**TEXT SECTION**

╔══

Accountable Care Organizations may not ultimately keep that name, but experts say the concept of organizing providers and payers into a network striving for higher quality and more efficient care is destined to become a reality fairly soon.
At the 2010 National Accountable Care Organization Summit in Washington, D.C., healthcare officials agreed that the current form of fee-for-service healthcare has played itself out under the crushing escalation of healthcare costs. And they said ACOs are the new way to go.
Steven Lieberman of Lieberman Consulting, a visiting scholar with the Engelberg Center at the Brookings Institution who has had experience over the last few years working on five pilot ACOs, is optimistic that they will take hold.
"I think that ACOs have hopefully hit the right balance of having a core set of key features but allowing for enormous variation at local sites," he told attendees of the summit.
"ACOs should become a pathway to begin a fundamental shift from fee-for-service and its fragmented services and perverse payment methods to aligned incentives that focus on population health and accountable care," he said.
A study by the California HealthCare Foundation says large, well-organized, multi-specialty practices are poised to take healthcare costs and quality to a new level through ACOs.
The study compared the costs and quality of care delivered to fee-for-service Medicare beneficiaries in 22 healthcare markets by physicians in small group practices to those in multi-specialty groups of 250 to 13,000 physicians.
The study revealed that large, multi-specialty group practices improved the quality of care by 5 percent to 15 percent with a 3.6 percent ($272) lower annual cost per patient. While the Medicare cost savings were relatively small, the study found that if all physicians performed at this level, the Medicare program could yield $15 billion per year in savings.

╚══

**TASKS TO PERFORM**
[A] For each statement about the text on Accountable Care Organizations, say yes or no to whether it agrees with the text, and quote the words that decide it: (i) The California HealthCare Foundation study looked at 22 healthcare markets. (ii) Steven Lieberman worked on ten pilot ACOs. (iii) The large multi-specialty practices had an annual cost per patient that was $272 lower.
[B] According to the text on Accountable Care Organizations, at what event did healthcare officials agree that fee-for-service healthcare had played itself out?
[C] Reproduce the part of the text on Accountable Care Organizations that opens with the words containing "The study revealed" and closes with "year in savings.".

[Collected data]
╔══

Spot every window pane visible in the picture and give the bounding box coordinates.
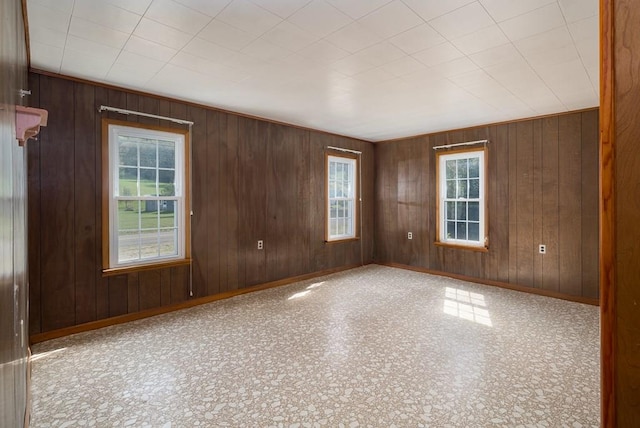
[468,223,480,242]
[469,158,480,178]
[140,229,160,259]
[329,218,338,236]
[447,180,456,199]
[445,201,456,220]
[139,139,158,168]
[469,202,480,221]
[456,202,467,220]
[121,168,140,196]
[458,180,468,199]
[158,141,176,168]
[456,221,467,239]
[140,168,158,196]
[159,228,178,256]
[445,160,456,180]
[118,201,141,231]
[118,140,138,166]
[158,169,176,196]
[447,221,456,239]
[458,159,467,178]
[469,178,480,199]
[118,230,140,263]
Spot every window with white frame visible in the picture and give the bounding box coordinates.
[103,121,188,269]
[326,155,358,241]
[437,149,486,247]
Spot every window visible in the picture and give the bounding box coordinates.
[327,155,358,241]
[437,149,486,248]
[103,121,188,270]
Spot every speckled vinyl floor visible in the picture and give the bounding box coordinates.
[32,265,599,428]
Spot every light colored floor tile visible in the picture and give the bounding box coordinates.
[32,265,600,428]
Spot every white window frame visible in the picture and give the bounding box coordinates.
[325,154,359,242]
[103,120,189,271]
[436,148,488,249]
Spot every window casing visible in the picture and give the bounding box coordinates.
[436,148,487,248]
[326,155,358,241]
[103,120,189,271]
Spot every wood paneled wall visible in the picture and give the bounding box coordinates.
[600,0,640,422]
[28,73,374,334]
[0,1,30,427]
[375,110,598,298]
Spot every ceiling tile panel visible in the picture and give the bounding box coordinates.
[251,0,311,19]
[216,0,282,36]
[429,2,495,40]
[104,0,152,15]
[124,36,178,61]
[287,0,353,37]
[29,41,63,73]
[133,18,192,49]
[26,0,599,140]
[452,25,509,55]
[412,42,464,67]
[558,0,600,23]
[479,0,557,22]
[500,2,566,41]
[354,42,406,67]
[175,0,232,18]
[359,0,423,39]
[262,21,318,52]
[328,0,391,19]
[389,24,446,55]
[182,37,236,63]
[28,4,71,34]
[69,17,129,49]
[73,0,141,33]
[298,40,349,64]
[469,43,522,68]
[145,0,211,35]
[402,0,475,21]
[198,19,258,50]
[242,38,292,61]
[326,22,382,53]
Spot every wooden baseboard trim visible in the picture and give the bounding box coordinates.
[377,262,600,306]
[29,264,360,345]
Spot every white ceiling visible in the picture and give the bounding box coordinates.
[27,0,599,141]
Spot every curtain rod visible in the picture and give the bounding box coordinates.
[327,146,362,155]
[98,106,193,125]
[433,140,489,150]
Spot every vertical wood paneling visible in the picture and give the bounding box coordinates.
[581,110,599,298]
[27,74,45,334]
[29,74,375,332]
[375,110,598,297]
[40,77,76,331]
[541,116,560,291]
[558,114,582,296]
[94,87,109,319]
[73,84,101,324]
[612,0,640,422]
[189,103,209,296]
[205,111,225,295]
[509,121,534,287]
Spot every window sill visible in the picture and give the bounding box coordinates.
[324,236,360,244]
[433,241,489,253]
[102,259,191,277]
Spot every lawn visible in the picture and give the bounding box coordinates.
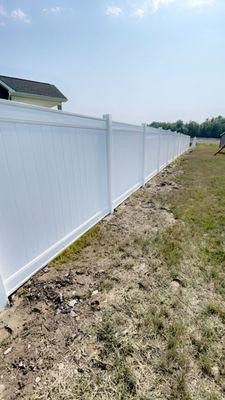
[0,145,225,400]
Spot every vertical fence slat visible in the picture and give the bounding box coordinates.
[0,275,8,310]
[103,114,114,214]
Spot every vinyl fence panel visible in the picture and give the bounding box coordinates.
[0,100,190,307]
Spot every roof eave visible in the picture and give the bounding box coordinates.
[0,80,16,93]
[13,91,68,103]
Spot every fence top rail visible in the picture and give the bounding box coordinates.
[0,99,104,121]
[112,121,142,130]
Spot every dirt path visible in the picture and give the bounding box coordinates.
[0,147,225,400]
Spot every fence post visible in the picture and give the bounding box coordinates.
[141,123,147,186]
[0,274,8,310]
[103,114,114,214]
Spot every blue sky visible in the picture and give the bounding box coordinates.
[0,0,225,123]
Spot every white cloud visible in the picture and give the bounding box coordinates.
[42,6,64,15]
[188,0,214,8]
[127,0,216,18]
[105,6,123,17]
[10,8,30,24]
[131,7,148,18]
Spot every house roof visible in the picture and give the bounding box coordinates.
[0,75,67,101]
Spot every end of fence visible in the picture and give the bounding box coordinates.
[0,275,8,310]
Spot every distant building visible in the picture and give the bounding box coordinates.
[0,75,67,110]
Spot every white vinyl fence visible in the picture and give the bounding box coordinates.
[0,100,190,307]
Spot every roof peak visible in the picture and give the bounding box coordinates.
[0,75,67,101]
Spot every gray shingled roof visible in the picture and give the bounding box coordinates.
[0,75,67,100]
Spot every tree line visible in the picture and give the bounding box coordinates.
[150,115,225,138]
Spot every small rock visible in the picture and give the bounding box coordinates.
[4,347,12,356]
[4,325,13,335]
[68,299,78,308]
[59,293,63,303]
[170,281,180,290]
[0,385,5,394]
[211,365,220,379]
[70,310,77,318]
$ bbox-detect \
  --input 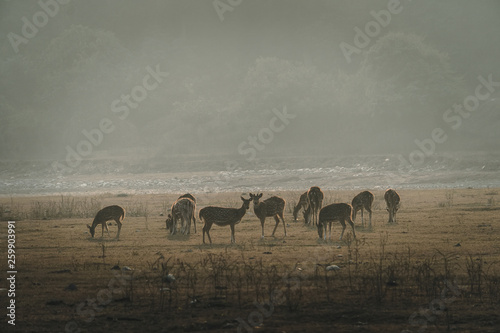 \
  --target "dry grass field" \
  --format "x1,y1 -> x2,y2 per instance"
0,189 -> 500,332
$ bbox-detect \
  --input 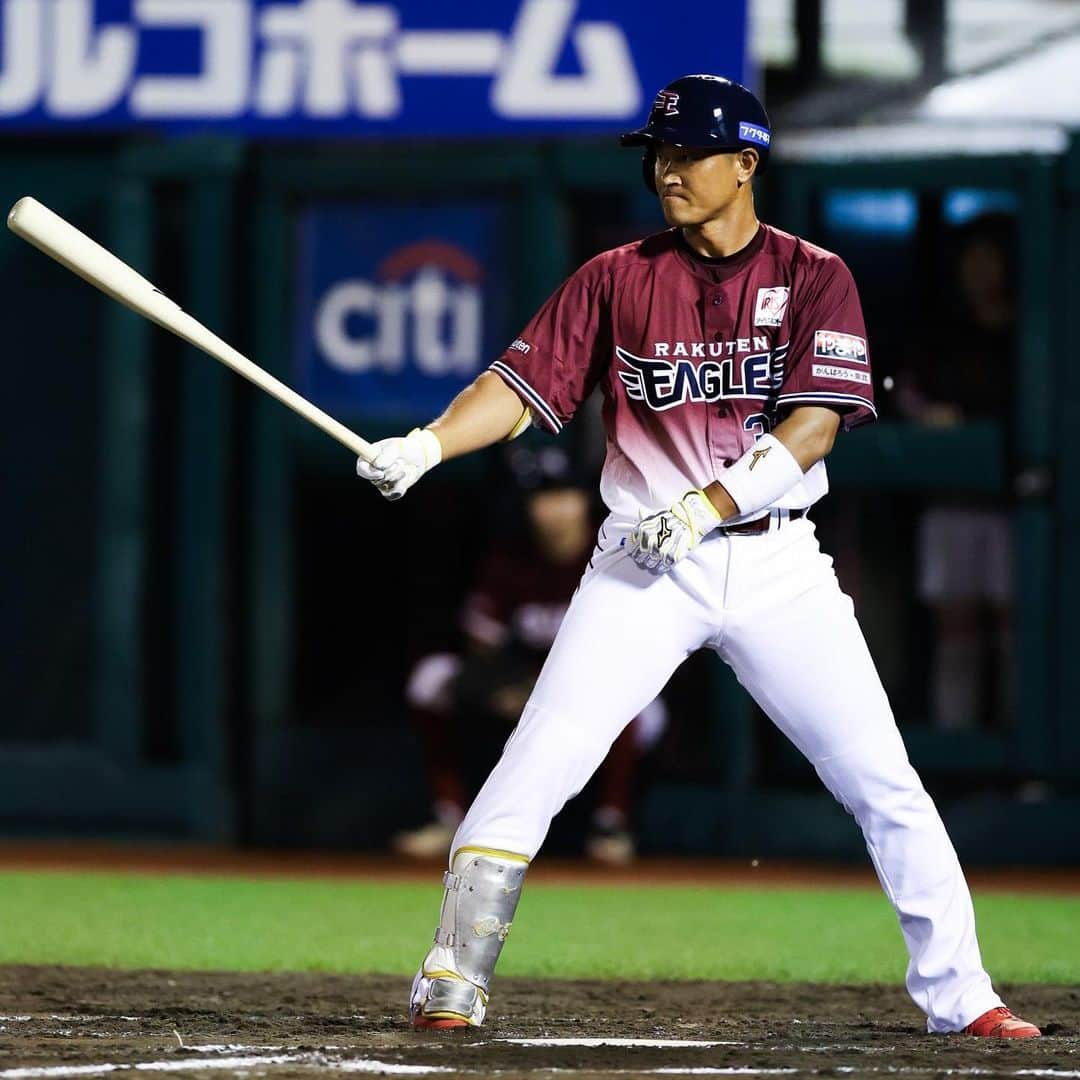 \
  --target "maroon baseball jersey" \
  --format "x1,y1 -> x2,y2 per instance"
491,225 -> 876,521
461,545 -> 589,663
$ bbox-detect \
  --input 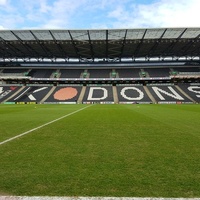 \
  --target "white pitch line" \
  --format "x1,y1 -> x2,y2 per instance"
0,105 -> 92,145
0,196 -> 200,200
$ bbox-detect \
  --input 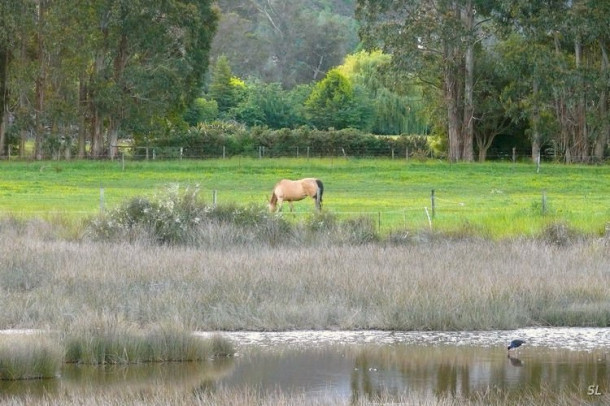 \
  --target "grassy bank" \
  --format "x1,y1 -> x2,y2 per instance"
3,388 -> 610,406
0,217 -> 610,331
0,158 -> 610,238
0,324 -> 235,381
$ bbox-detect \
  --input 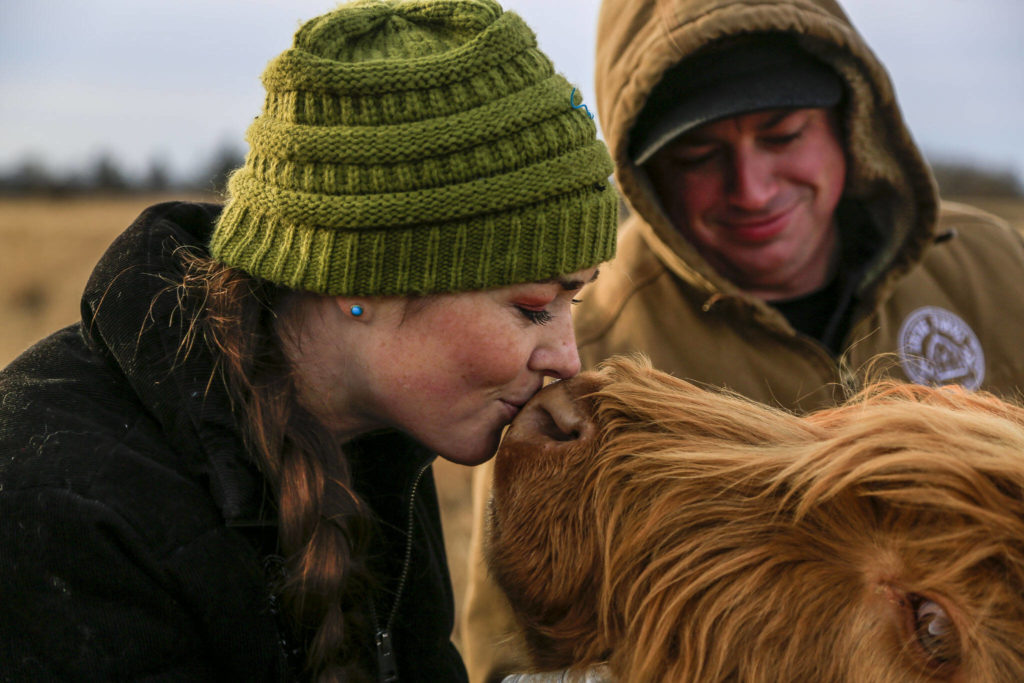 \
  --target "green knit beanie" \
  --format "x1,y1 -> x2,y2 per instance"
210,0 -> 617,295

╚══
╔══

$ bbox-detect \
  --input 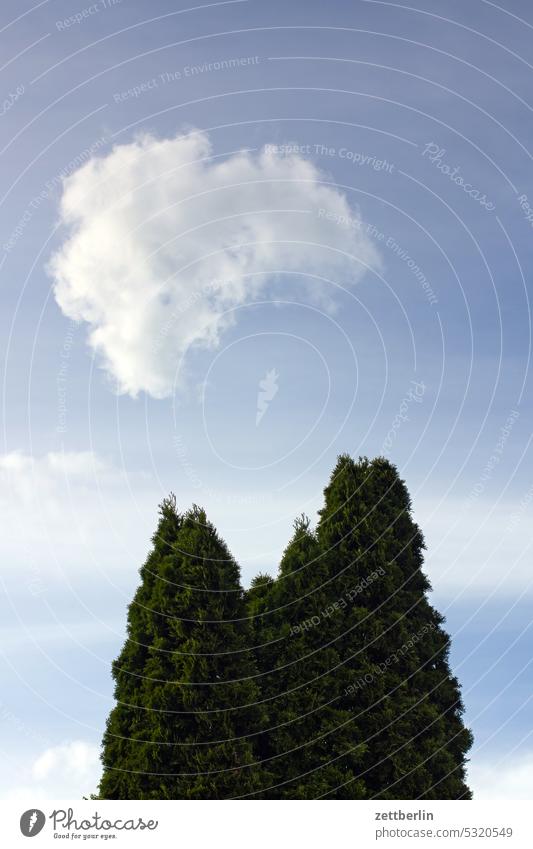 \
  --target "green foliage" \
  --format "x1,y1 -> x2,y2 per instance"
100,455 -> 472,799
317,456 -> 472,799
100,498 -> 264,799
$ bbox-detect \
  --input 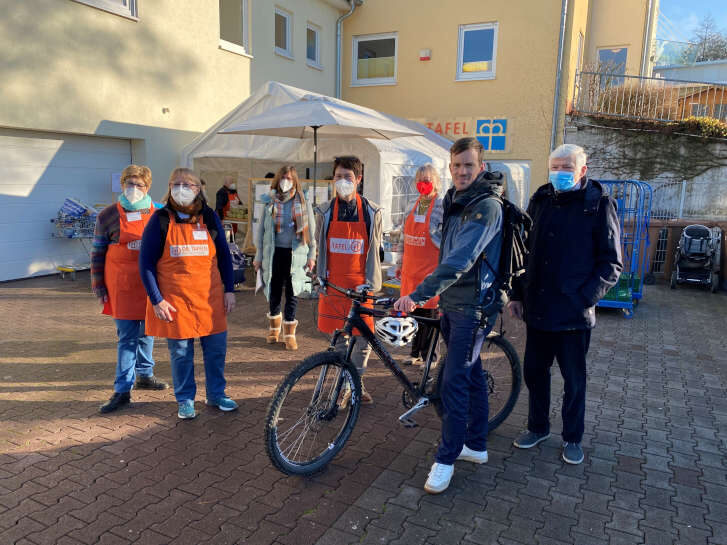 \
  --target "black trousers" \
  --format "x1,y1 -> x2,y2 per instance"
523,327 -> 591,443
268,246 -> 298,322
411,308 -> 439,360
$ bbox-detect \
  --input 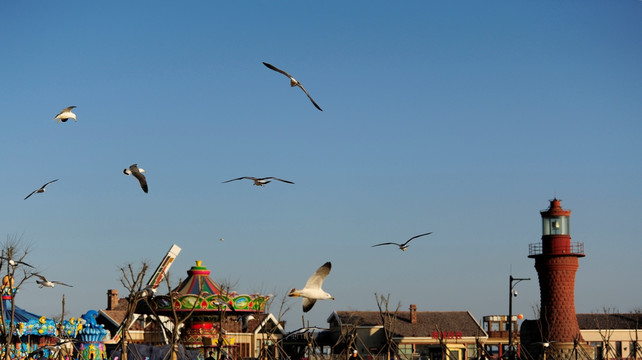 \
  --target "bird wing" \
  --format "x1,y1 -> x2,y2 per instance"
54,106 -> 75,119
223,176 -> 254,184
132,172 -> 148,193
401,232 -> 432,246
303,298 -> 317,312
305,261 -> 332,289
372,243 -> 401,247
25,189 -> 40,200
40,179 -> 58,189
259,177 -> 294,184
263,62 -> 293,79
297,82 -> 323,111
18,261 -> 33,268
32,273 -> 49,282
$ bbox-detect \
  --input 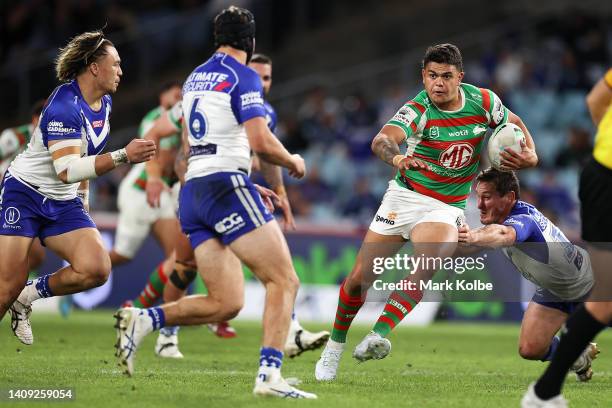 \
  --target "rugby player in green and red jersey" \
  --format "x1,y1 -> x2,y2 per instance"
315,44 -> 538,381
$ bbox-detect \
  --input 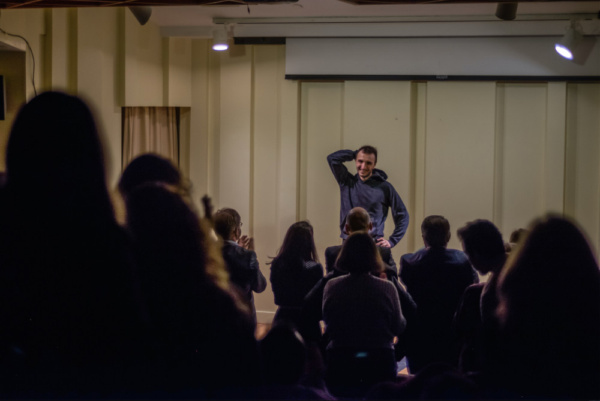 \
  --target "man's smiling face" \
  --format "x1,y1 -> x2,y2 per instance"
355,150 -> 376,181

╚══

**ANSWERS BY ITEM NUMBER**
[A]
(i) Yes: "in 22 healthcare markets"
(ii) No: "working on five pilot ACOs"
(iii) Yes: "a 3.6 percent ($272) lower annual cost per patient"

[B] The 2010 National Accountable Care Organization Summit in Washington, D.C.

[C]
The study revealed that large, multi-specialty group practices improved the quality of care by 5 percent to 15 percent with a 3.6 percent ($272) lower annual cost per patient. While the Medicare cost savings were relatively small, the study found that if all physicians performed at this level, the Medicare program could yield $15 billion per year in savings.